§ WHAT YOU HAVE TO DO:
A faithful copy of the listing below is needed, one that contains no pictures.

※ ※ ※

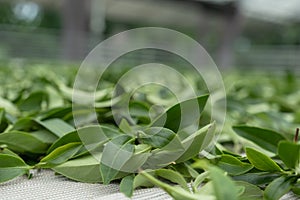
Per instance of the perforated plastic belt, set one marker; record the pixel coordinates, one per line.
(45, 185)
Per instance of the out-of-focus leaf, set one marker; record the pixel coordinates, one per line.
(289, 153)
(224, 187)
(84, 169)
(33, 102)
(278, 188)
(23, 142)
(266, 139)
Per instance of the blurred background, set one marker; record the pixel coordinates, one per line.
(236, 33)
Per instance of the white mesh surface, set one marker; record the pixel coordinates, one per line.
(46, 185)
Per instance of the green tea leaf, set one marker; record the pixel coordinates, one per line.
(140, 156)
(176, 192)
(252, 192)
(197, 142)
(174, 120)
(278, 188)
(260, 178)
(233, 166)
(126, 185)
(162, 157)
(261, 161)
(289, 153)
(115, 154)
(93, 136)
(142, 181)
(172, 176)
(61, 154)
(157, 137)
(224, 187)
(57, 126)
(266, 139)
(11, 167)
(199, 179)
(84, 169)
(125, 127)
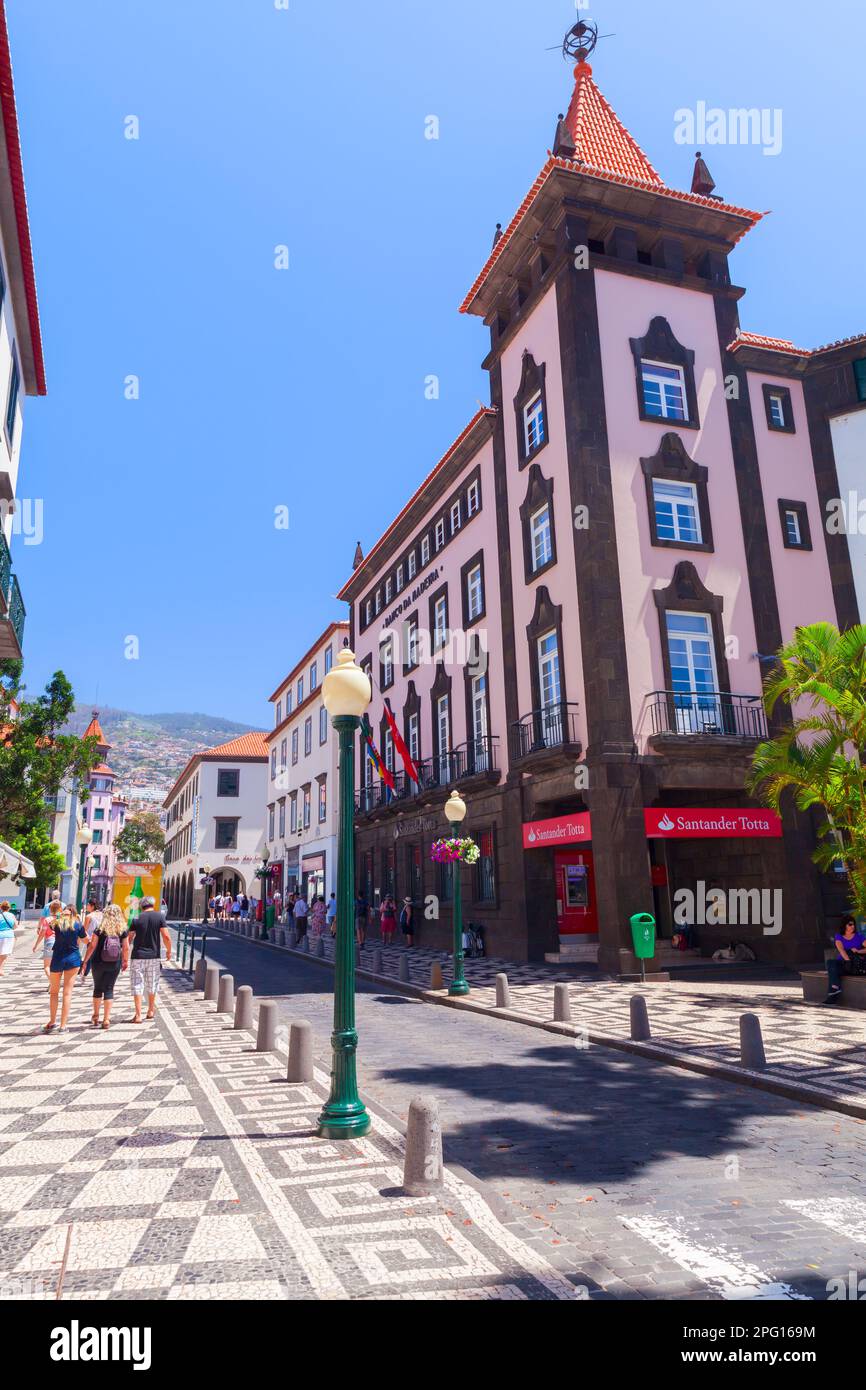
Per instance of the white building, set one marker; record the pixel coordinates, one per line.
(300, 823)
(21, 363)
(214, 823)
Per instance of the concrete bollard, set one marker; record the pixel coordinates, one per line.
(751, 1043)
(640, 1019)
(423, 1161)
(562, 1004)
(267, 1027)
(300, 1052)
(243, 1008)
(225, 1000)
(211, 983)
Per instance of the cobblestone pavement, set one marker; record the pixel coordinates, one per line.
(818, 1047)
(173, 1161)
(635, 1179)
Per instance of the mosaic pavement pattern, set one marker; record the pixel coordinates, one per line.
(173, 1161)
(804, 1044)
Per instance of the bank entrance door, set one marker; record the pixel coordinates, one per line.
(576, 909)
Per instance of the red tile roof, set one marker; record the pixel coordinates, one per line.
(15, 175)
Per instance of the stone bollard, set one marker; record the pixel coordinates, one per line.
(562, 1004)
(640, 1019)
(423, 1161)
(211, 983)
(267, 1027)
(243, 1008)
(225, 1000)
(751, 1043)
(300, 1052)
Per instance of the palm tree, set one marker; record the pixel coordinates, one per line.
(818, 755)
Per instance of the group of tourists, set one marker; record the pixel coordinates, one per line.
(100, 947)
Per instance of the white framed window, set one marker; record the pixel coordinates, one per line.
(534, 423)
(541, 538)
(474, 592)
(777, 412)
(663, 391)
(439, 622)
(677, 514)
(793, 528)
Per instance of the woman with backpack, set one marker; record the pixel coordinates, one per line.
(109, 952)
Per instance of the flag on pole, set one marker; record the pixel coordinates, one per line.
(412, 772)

※ ※ ※

§ TASK OUTPUT:
Per instance of the perforated plastic belt, set one marker; record the pixel coordinates, one per line.
(45, 185)
Per instance of the out-of-focus leaf, set one marker; record the pixel coordinates, one per line.
(289, 153)
(224, 187)
(84, 169)
(33, 102)
(278, 188)
(23, 142)
(266, 139)
Per instance of the blurred background, set one marker; record the pixel coordinates, one per line.
(236, 33)
Per instance of the white mesh surface, set one marker; record the pixel coordinates, one per line.
(46, 185)
Per instance of the green tea leaf, set one marker; record the pixel coordinates, one per line.
(140, 156)
(176, 192)
(252, 192)
(197, 142)
(174, 120)
(278, 188)
(260, 178)
(233, 166)
(126, 185)
(162, 157)
(261, 161)
(289, 153)
(115, 154)
(93, 136)
(142, 181)
(172, 176)
(61, 154)
(157, 137)
(224, 187)
(57, 126)
(266, 139)
(11, 167)
(199, 179)
(84, 169)
(125, 127)
Per instance of the white building, set one marker; record the pixel coordinates, one per line.
(300, 823)
(21, 363)
(214, 823)
Per instance of the concrete bollard, set one marker; record the pixel coordinates, one per line.
(751, 1043)
(640, 1019)
(423, 1161)
(562, 1004)
(267, 1027)
(300, 1052)
(243, 1008)
(225, 1000)
(211, 983)
Per instance of the cobblestone pavement, set one marker; record the pixel coordinates, one per line.
(818, 1047)
(173, 1161)
(635, 1179)
Per instance of the mosaic pavement pattern, set one marker; record the pixel coordinates, one per line.
(173, 1161)
(804, 1044)
Per instance of the bank entrance door, set one marker; record the pixel coordinates, one per line.
(576, 909)
Per instance of the red tile roof, set one marker; record the pixel coordinates, one per line.
(15, 175)
Per instance of the stone bollard, set one marker; record the pixel coordinates, one per line.
(562, 1004)
(640, 1019)
(423, 1161)
(211, 983)
(267, 1027)
(243, 1008)
(225, 1000)
(751, 1043)
(300, 1052)
Per instance of the palm tree, set one marker; record the pixel coordinates, one per line.
(818, 755)
Per instance of the group of tourists, set one marker; record the pixel coordinates, one per line.
(100, 947)
Per instance of the white framed window, set one marker; record the pixel coordinates, one per line.
(534, 423)
(541, 538)
(474, 592)
(777, 412)
(663, 391)
(439, 622)
(677, 514)
(793, 528)
Per instance of the woman with backpack, set one marker; record the pixel coordinates, one per line.
(109, 952)
Per instance of the flag on pole, set one marker; record the pixel coordinates, one per line.
(412, 772)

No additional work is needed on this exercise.